> EXCERTO DA PÁGINA:
════════════════════
Uma vez saiu-me a sorte grande e pude falar com o Dr. Corino de Andrade. Mário Corino
da Costa Andrade (1906-2005) foi médico, investigador e humanista, uma
das figuras de proa da neurologia portuguesa do século XX. Um génio. Foi o
cientista que descobriu a paramiloidose, ou doença dos pezinhos,
identificada nos meios académicos e clínicos, a nível mundial, como
doença de Andrade ou Corino-Andrade. Fundou, com Nuno Grande, o
Instituto de Ciências Biomédicas Abel Salazar, da Universidade do Porto.
Corino de Andrade tinha então uns belíssimos 87 anos, em impecável
estado de conservação e conversação. Recebeu-me em sua casa, depois de
eu lhe ter andado a chagar a cabeça, via telefone, durante mais de
quinze dias. Ele não queria nada com jornalistas, recusava-se a
"aparecer", estava farto de "chatices". Incomodavam-no a paráfrase, a
elaboração escusada, as repetições.
"A gente deve reduzir ao mínimo o que tem para dizer, e dizer só as
coisas fundamentais, ou que assim nos pareçam, e que possam ajuntar
qualquer coisa ao já dito", explicou-me.
Contou-me: aliciaram-no para que escrevesse as suas memórias - recusou, era "uma
chatice". A lisonja, a ele, batia-lhe com o nariz na porta. Disse-me:
"Não quero homenagem nenhuma, Deus me livre! Eu tenho horror, uma
espécie de alergia urticária contra as homenagens. É uma chatice. O
excesso de homenagens em Portugal é um mau sintoma".
════════════════════
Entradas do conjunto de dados
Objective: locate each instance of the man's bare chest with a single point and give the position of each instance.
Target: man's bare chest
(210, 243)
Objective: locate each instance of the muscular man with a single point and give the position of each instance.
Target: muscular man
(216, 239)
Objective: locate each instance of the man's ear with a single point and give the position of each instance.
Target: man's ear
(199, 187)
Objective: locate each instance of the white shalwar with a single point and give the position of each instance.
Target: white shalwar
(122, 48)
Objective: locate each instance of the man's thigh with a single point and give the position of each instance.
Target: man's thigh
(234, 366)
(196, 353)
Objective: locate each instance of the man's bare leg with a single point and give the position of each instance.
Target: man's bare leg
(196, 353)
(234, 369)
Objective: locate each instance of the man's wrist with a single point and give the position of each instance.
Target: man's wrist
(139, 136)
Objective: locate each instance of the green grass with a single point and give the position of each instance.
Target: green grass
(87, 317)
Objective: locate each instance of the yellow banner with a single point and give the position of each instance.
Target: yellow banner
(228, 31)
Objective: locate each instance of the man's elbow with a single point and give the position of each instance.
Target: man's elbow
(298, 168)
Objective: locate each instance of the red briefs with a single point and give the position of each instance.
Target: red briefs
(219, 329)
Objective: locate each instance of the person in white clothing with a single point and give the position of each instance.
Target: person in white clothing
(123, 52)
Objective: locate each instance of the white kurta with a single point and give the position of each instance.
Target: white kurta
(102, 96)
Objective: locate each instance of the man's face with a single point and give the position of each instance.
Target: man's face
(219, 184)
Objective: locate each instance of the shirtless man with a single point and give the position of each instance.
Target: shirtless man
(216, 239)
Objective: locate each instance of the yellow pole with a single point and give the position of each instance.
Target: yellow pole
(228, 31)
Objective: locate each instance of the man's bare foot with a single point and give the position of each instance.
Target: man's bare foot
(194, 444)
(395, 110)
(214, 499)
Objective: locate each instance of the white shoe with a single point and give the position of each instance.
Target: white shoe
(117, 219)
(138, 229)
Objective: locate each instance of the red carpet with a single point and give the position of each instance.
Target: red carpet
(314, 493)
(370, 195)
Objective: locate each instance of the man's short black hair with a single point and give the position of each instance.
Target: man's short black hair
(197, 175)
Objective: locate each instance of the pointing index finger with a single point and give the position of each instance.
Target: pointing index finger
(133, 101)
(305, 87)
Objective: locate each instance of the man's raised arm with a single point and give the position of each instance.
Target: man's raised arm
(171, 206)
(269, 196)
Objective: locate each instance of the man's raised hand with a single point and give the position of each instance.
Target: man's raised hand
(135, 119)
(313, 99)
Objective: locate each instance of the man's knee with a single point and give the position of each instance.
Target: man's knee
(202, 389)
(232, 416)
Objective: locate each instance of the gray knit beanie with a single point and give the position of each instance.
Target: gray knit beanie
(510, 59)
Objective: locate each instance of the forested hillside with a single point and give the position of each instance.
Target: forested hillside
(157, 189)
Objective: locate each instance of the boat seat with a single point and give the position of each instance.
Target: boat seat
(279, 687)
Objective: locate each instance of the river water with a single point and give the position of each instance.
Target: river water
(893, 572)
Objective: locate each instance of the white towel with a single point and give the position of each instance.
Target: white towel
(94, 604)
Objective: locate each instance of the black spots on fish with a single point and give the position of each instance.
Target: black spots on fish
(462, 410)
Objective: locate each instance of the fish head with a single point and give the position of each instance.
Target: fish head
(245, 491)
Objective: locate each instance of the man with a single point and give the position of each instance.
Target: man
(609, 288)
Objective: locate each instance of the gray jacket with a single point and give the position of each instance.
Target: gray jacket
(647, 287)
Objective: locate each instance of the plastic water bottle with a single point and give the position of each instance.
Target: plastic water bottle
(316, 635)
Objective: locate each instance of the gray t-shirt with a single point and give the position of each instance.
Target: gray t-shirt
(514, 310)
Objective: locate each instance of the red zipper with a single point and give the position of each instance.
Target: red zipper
════════════════════
> INSTRUÇÕES DA TAREFA: Prossiga o texto sobre a conversa com Corino de Andrade a partir da última frase apresentada.

> RESPOSTA ESCRITA:
Entusiasmado pelo singularidade daquele encontro, não segurei em mim
que não fizesse uma das perguntas mais estúpidas da minha vida: - Mas o
senhor doutor deve estar orgulhoso por ter descoberto uma doença, por
ver o seu nome ligado a essa doença, não é?...
"Não, meu caro senhor, não é", atalhou mansamente o Dr. Corino de
Andrade, com a paciência dos sábios, para imediatamente me martelar
pelo chão abaixo, como quem não quer a coisa: "Seria um orgulho muito
grande ter o meu nome ligado a uma cura, isso era, mas tê-lo ligado a
uma doença, essa é que é a maior chatice"...
O Dr. Corino era diferente, não era?
P.S. - Mário Corino da Costa Andrade nasceu no dia 10 de Junho de 1906 e morreu seis
dias depois de ter completado 99 anos.